WORK INSTRUCTIONS » Render the lines below as a Markdown table with two columns, Row and Line Text. Number each row and omit any blank lines.
——————————
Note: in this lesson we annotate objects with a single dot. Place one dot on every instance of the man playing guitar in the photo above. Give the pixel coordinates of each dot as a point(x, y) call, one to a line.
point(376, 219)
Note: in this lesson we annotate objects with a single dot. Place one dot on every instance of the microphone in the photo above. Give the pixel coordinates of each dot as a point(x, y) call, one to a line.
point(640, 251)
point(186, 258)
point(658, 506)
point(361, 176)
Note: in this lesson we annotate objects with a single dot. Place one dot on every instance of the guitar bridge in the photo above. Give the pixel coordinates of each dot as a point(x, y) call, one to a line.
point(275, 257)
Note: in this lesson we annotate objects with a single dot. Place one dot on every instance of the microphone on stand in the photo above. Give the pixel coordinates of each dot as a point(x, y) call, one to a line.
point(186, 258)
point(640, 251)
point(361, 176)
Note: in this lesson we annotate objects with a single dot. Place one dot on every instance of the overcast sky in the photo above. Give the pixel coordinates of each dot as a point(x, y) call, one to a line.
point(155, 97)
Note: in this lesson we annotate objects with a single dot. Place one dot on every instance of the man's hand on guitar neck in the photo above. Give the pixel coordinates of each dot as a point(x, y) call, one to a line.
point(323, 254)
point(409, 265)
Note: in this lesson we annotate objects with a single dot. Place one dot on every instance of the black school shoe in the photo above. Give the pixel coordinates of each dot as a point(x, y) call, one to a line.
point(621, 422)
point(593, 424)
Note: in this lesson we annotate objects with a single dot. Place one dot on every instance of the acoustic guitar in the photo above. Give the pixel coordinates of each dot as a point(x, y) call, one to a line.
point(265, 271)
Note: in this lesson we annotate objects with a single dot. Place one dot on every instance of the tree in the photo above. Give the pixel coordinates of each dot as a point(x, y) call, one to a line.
——————————
FINAL RESULT »
| Row | Line Text |
|---|---|
| 1 | Note: in this lesson we annotate objects with a single dot. Place one dot on every instance of the man playing guitar in the photo above. Give the pixel coordinates of each dot as a point(x, y) call, one to a line. |
| 2 | point(376, 219) |
| 3 | Note: in this lesson we annotate objects with a single dot. Place one dot on every instance of the microphone in the photo above. Give the pixel coordinates of each dot as a point(x, y) call, one to a line. |
| 4 | point(640, 251) |
| 5 | point(186, 258) |
| 6 | point(658, 506) |
| 7 | point(361, 176) |
| 8 | Note: in this lesson we annotate objects with a single dot. Place one dot on every instance of the guitar bridge in the photo above. Give the pixel coordinates of each dot as a point(x, y) call, one to a line. |
| 9 | point(275, 257) |
| 10 | Note: in this lesson we annotate objects with a single dot. Place one dot on every instance of the microphone on stand in the photo above. Give the pixel coordinates of each dot as a point(x, y) call, one to a line. |
| 11 | point(186, 258) |
| 12 | point(640, 251) |
| 13 | point(361, 176) |
| 14 | Note: in this lesson we annotate objects with a single dot. Place one dot on every instance of the overcast sky in the photo above. Give the pixel coordinates of each dot as a point(x, y) call, one to a line. |
| 15 | point(155, 97) |
| 16 | Note: in this lesson we annotate objects with a single dot. Place one dot on every instance of the man's hand on guitar neck in the photo above. Give the pixel coordinates of each dot as a point(x, y) call, one to a line. |
| 17 | point(323, 254) |
| 18 | point(409, 265) |
| 19 | Note: in this lesson we annotate objects with a single dot. Place one dot on every instance of the black school shoe in the photo above. Give the pixel coordinates of each dot as a point(x, y) call, one to a line. |
| 20 | point(621, 422) |
| 21 | point(593, 424) |
| 22 | Note: in this lesson we annotate objects with a single dot. Place one dot on every instance of the acoustic guitar in the photo above. Give the pixel coordinates of each dot as a point(x, y) call, one to a line. |
| 23 | point(265, 271) |
| 24 | Note: in this lesson we annotate objects with a single dot. Place one dot on every instance of the tree in the photo above. Give the pixel coordinates of each dot as a point(x, y) call, one to a line. |